What is asked =
1) According to the OpenJPA bug report, by roughly how much did the fix for OPENJPA-2609 cut the customer's occurrence of the exception?
2) Write the next part of the OpenJPA bug report, picking up right after its closing line.

Text shown =
== == ==

Heath Thomann created OPENJPA-2646:
--------------------------------------
Summary: Sporadic NullPointerException occurs under heavy load
when QuerySQLCache is enabled.
Key: OPENJPA-2646
URL: https://issues.apache.org/jira/browse/OPENJPA-2646
Project: OpenJPA
Issue Type: Bug
Components: query
Affects Versions: 2.4.1, 2.2.3
Reporter: Heath Thomann
Assignee: Heath Thomann
Hello! This is a follow up/continuation of JIRA OPENJPA-2609. I will assume
the reader slogged through that one as some of the info in that JIRA is very
relevant here. The fix for that JIRA was necessary to plug a hole in
PreparedQuery (PQ) cache. The fix did reduce my customer's occurrence of the
exception by around 90%. However, they still saw the reported exception and in
addition they see following exception:
Caused by: java.lang.NullPointerException
at org.apache.openjpa.persistence.QueryImpl.preExecute(QueryImpl.java:557)
at org.apache.openjpa.persistence.QueryImpl.execute(QueryImpl.java:285)
at org.apache.openjpa.persistence.QueryImpl.getResultList(QueryImpl.java:302)
at com.ibm.ws.persistence.QueryImpl.getResultList(QueryImpl.java:118)
.....
As I mentioned in OJ2609, I was not able to exactly recreate the issue. I
described some of the strategic break points I had to use, and the assumptions
I had to make. Alas, I was able to recreate this issue with a multi threaded
test, and specific query string (among other things)! This JIRA will take the
reader on another journey through the laborious process I went through to
recreate the issue, and finally track down the very, I mean very, narrow window
where the CCEx or NPE can occur. So, settle in and lets start our fun
adventure!

== == ==

Data section =
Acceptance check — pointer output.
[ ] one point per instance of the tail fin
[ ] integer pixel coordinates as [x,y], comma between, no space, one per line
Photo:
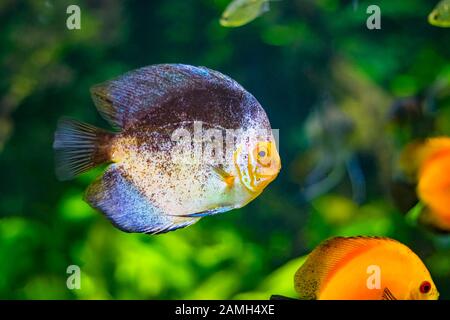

== == ==

Answers given =
1) By around 90%.

2)
First, let me give an overview of the issue and look at the code to illustrate
how the exceptions can occur. After that I'll dive into the recreate.
The exception can occur when an item (a query string mapped to a PQ in my case)
in the CacheMap is moved from the "soft" cache to the main cache. Please view
the CacheMap code to see what I mean by the main cache (see variable
'cacheMap') and what I mean by the soft cache (see variable 'softMap'). When
an item exists in the soft cache, and a thread requests that item, the item is
moved out of the soft cache and put in the main cache. If the main cache is
full, another item is kicked out of the main cache. The item which is removed
from the main cache is put into a soft cache. As this move from soft cache to
main cache occurs, there is a narrow window where the item appears to not be in
the caches at all. In other words, if a (reader) thread asks (CacheMap.get)
for item X, where another (writer) thread is moving item X from the soft cache
to the main cache, the reader thread will not see item X and think the item is
not cached.
To see this better, lets look at CacheMap.get:
public Object get(Object key) {
readLock();
try {
// Check the main map first
Object val = cacheMap.get(key);
if (val == null) {
// if we find the key in the soft map, move it back into
// the primary map
val = softMap.get(key);
if (val != null){
put(key, val);
}else{
val = pinnedMap.get(key);
}
}
return val;
} finally {
readUnlock();
}
}
As you can see, we first look in the main cache for a given key (in my scenario
the key is a query string). If it is not found, we look in the soft map. If
it is in the soft map, we call the 'put' method. The 'put' method is going to
take the key out of the soft map and put it in the main cache map. Let me
paste the relevant parts of the put method (I'll leave it to the reader to view
the method in its entirety):
public Object put(Object key, Object value) {
writeLock();
try {
........
// otherwise, put the value into the map and clear it from the
// soft map
val = put(cacheMap, key, value);
if (val == null) {
val = remove(softMap, key);
........
} finally {
writeUnlock();
}
As you can see here, this 'put' method calls to another 'put' method which
simply puts the key/value into the specified map. If the map didn't already
contain a value for the given key (which I think should always be the case for
the cacheMap, or at least for my scenario), null will be returned. When null
is returned, remove is called to remove the key/value from the soft map.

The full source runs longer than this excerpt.